▶ Sfide
A. Riassumi il paragrafo che inizia con «Ci rendiamo conto» nel testo sulla Cappella degli Scrovegni, conservandone i fatti principali.
B. Secondo il testo sulla Cappella degli Scrovegni, in quale mese e anno avviene l'ingresso notturno nella Cappella?

▶ Testo selezionato

• • •

Che notte quella notte!
Aperte contemporaneamente sul monitor le finestre del software di puntamento Clauss/HALTADEFINIZIONE®
e di Nikon Camera Control Pro 2.
È una notte del lontano novembre 2008 quando entriamo nella Cappella degli Scrovegni. La possibilità di potersi immergere quasi senza fine nella contemplazione del meraviglioso lavoro di Giotto è impagabile. La Cappella è deserta, naturalmente, eccezion fatta per i tecnici di HALTADEFINIZIONE®.
Ci rendiamo conto che lo shooting di backstage ci ha dato due occasioni irripetibili: quella dello shooting, naturalmente, ma anche e soprattutto quella di poter rimanere per ore e ore circondati dagli affreschi di Giotto. Dopo un po' l'incredibile cielo stellato affrescato lungo la volta da Giotto si trasforma nel nostro personale cielo di quella notte, una sorta di planetario dove certamente sia il colore del cielo che la disposizione delle stelle sono la pura interpretazione artistica di Giotto, ma a un certo punto pare quasi che la navata della Cappella si apra a far entrare la notte, e che quello diventi il vero Cielo.
Uno scatto estremamente complesso che va ad inquadrare il punto di contatto tra una parete
verticale e il soffitto. Particolari algoritmi matematici ideati da HALTADEFINIZIONE® si occuperanno poi di
appianare ogni differenza nel lavoro finale.

• • •

▶ Dati registrati

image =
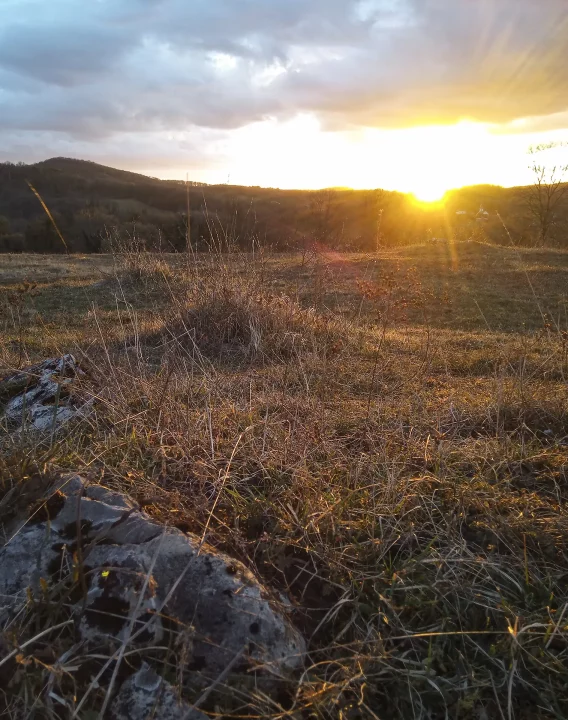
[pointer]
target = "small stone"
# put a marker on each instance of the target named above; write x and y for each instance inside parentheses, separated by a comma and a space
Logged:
(146, 696)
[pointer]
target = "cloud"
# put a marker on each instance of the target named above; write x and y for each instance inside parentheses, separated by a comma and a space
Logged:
(111, 67)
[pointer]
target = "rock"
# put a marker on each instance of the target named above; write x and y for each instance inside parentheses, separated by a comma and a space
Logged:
(137, 573)
(146, 696)
(38, 398)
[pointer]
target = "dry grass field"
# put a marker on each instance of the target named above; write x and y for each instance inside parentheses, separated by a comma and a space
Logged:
(383, 438)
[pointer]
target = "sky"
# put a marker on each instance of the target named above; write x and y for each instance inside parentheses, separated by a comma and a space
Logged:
(412, 95)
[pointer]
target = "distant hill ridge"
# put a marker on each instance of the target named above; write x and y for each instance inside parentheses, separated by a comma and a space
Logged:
(93, 203)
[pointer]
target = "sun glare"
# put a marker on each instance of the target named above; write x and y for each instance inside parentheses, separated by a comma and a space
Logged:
(429, 194)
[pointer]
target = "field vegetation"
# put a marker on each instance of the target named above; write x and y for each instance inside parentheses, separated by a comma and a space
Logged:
(382, 437)
(91, 204)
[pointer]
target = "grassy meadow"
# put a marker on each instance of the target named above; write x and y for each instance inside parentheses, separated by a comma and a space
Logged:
(381, 437)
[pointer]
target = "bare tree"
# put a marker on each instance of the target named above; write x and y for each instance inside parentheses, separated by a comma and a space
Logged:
(547, 193)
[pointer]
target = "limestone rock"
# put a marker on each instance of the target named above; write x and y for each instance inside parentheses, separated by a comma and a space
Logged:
(137, 573)
(38, 398)
(146, 696)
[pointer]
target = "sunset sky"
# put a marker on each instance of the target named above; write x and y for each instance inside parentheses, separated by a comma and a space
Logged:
(414, 95)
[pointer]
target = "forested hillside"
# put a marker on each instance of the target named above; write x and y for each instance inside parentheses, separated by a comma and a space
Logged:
(94, 206)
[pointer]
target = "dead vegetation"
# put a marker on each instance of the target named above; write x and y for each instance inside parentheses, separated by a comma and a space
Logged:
(402, 479)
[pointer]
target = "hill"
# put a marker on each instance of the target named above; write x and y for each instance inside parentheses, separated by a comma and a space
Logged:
(95, 205)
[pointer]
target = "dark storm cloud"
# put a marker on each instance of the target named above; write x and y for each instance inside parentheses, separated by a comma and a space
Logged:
(93, 70)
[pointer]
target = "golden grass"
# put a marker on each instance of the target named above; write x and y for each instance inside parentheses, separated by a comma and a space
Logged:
(400, 473)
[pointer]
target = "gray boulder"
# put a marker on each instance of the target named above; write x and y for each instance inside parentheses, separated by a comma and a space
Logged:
(146, 696)
(38, 398)
(144, 580)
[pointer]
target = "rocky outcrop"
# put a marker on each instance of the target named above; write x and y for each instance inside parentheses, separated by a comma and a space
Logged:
(38, 398)
(146, 696)
(143, 582)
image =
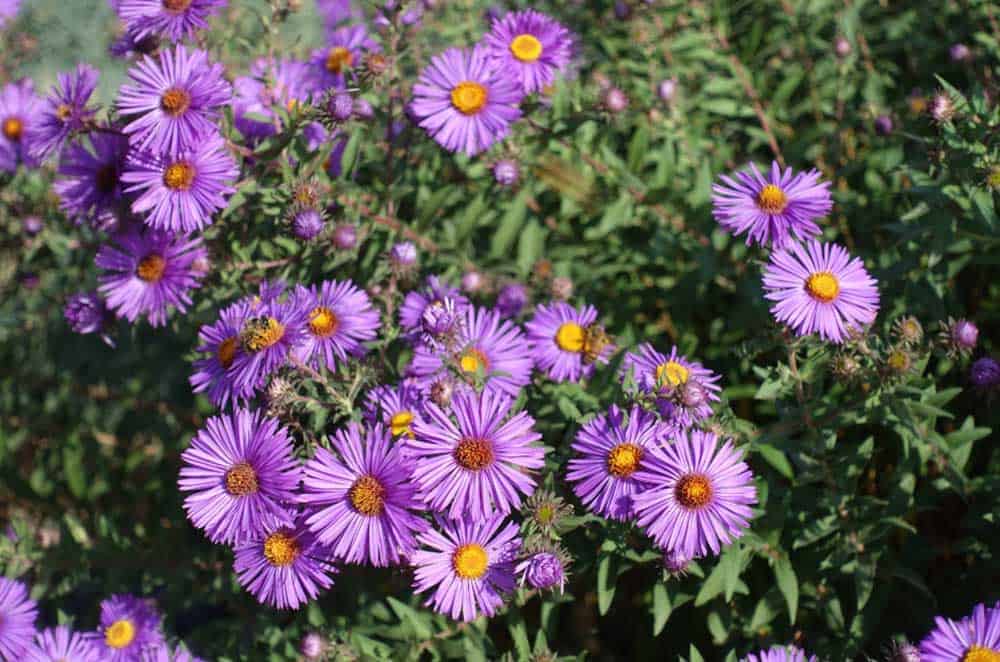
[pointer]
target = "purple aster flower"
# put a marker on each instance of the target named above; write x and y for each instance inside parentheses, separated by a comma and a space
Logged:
(609, 453)
(975, 638)
(147, 271)
(468, 564)
(180, 193)
(177, 98)
(221, 342)
(699, 494)
(480, 460)
(780, 654)
(172, 19)
(18, 113)
(89, 186)
(339, 318)
(128, 626)
(284, 567)
(241, 472)
(463, 102)
(359, 500)
(344, 49)
(771, 210)
(566, 342)
(531, 47)
(63, 112)
(17, 618)
(820, 288)
(490, 347)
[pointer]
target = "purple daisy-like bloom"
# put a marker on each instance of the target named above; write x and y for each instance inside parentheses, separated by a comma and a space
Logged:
(463, 102)
(180, 193)
(221, 342)
(480, 460)
(17, 618)
(90, 188)
(62, 644)
(684, 390)
(128, 627)
(490, 346)
(771, 210)
(359, 500)
(565, 343)
(284, 567)
(172, 19)
(468, 564)
(531, 47)
(344, 49)
(698, 496)
(975, 638)
(18, 113)
(64, 111)
(610, 451)
(339, 318)
(820, 288)
(147, 271)
(242, 474)
(177, 97)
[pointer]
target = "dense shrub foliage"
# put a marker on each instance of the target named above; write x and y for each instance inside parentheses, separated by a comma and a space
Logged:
(432, 330)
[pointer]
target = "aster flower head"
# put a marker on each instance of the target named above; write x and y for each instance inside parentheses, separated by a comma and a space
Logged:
(180, 193)
(771, 210)
(820, 288)
(241, 473)
(609, 452)
(360, 502)
(148, 271)
(172, 19)
(699, 496)
(531, 47)
(129, 626)
(176, 100)
(64, 112)
(463, 102)
(284, 567)
(17, 618)
(478, 460)
(566, 342)
(468, 564)
(975, 638)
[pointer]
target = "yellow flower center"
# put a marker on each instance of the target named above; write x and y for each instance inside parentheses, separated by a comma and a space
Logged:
(571, 337)
(400, 423)
(175, 101)
(772, 200)
(623, 460)
(526, 47)
(672, 373)
(226, 353)
(367, 495)
(13, 127)
(470, 561)
(280, 549)
(473, 454)
(823, 286)
(322, 322)
(179, 176)
(338, 59)
(978, 653)
(151, 268)
(468, 97)
(241, 480)
(693, 491)
(120, 633)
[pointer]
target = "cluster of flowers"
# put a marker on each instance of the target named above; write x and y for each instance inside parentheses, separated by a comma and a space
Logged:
(130, 630)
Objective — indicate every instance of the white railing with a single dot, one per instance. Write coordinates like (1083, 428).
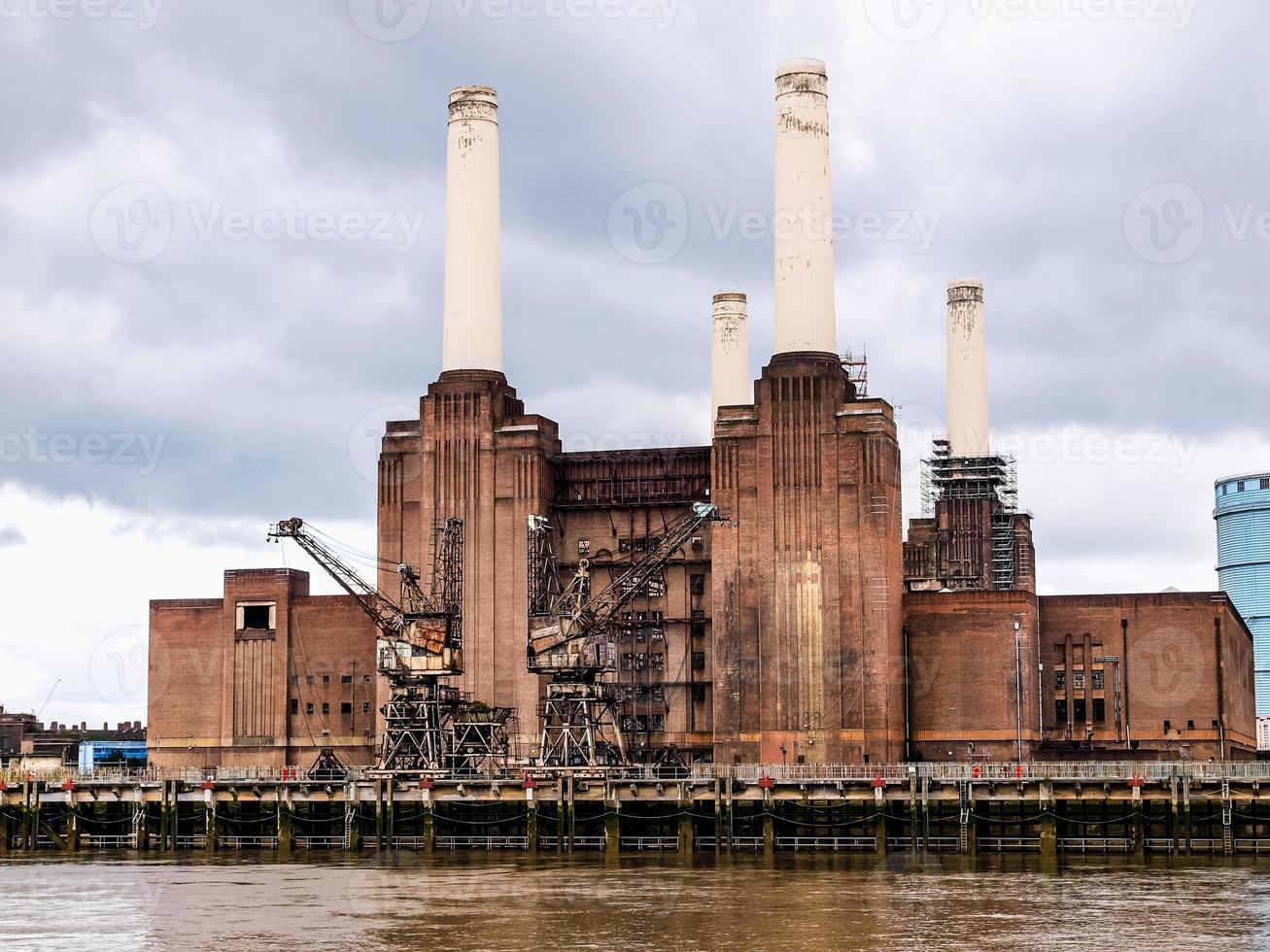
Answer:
(488, 843)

• • •

▶ Elenco risposte
A. Lo shooting di backstage ha offerto due occasioni irripetibili: lo shooting stesso e, soprattutto, la possibilità di restare per ore tra gli affreschi di Giotto. Col passare del tempo il cielo stellato affrescato sulla volta diventa il cielo personale di quella notte, una sorta di planetario. Il colore del cielo e la disposizione delle stelle sono pura interpretazione artistica di Giotto, eppure a un certo punto pare che la navata si apra a far entrare la notte e che quello diventi il vero Cielo.

B. Nel novembre 2008.